* _Source records_

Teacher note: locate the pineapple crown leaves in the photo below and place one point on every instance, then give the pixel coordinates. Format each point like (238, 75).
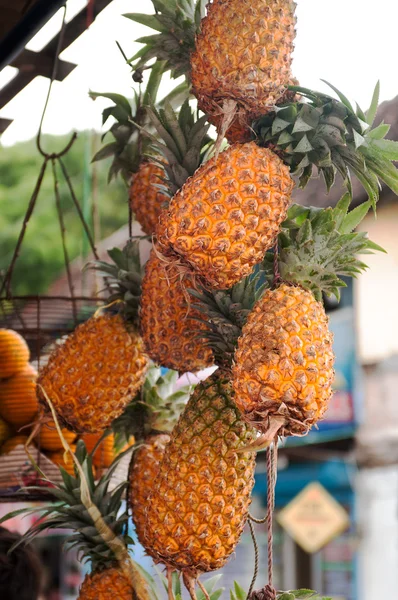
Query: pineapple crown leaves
(156, 408)
(316, 246)
(237, 593)
(225, 312)
(127, 145)
(329, 134)
(68, 512)
(123, 277)
(183, 141)
(176, 22)
(210, 585)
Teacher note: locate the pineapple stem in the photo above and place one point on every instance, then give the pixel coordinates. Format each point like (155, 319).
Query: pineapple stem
(228, 111)
(277, 275)
(189, 582)
(170, 594)
(204, 591)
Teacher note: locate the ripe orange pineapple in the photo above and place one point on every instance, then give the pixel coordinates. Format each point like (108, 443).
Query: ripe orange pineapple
(283, 365)
(110, 577)
(5, 431)
(13, 442)
(14, 353)
(228, 214)
(110, 584)
(150, 418)
(48, 438)
(18, 399)
(284, 362)
(93, 375)
(106, 451)
(200, 499)
(243, 54)
(146, 199)
(144, 471)
(168, 319)
(66, 462)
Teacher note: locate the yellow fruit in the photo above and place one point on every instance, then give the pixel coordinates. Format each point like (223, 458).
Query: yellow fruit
(14, 353)
(109, 584)
(243, 53)
(228, 214)
(146, 199)
(5, 431)
(200, 500)
(169, 324)
(18, 399)
(284, 362)
(92, 377)
(12, 443)
(48, 438)
(143, 473)
(58, 458)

* _Challenge_
Reproduce all of the material above word for word, including every line and coordinate, but omit the picture.

* _Solution for this exercise_
Teacher note: locate the pineapple crown leaves in the photo below and place one point on every instance, then give the pixel coordinates. Format each point like (238, 75).
Query: pineapple crown leaves
(156, 408)
(316, 246)
(237, 593)
(225, 312)
(127, 145)
(329, 134)
(68, 512)
(123, 277)
(183, 141)
(176, 22)
(210, 585)
Teacher note: locate the pineapple stem in the photo above and place one point on every instance, then give the pixel coordinates. Format each point like (155, 319).
Query: pineapple stem
(228, 111)
(277, 275)
(189, 582)
(170, 594)
(204, 591)
Teacher note: locate the ripe orange pineapple in the photo above and place one point on every instance, then give the pixel coordinates. Format each point like (108, 443).
Query: ripe orange pineapple
(283, 365)
(110, 577)
(5, 431)
(13, 442)
(14, 353)
(228, 214)
(110, 584)
(150, 418)
(48, 438)
(18, 399)
(284, 362)
(93, 375)
(106, 451)
(200, 499)
(243, 54)
(146, 199)
(144, 471)
(168, 319)
(66, 462)
Teacher note: locate the yellow fruit in the photo above and place one point on every instance, then give the pixel coordinates. Format each point like (223, 458).
Query: yellow fruit
(14, 353)
(109, 584)
(243, 53)
(228, 214)
(146, 199)
(5, 431)
(200, 500)
(169, 324)
(18, 399)
(284, 362)
(92, 377)
(12, 443)
(48, 438)
(143, 473)
(58, 458)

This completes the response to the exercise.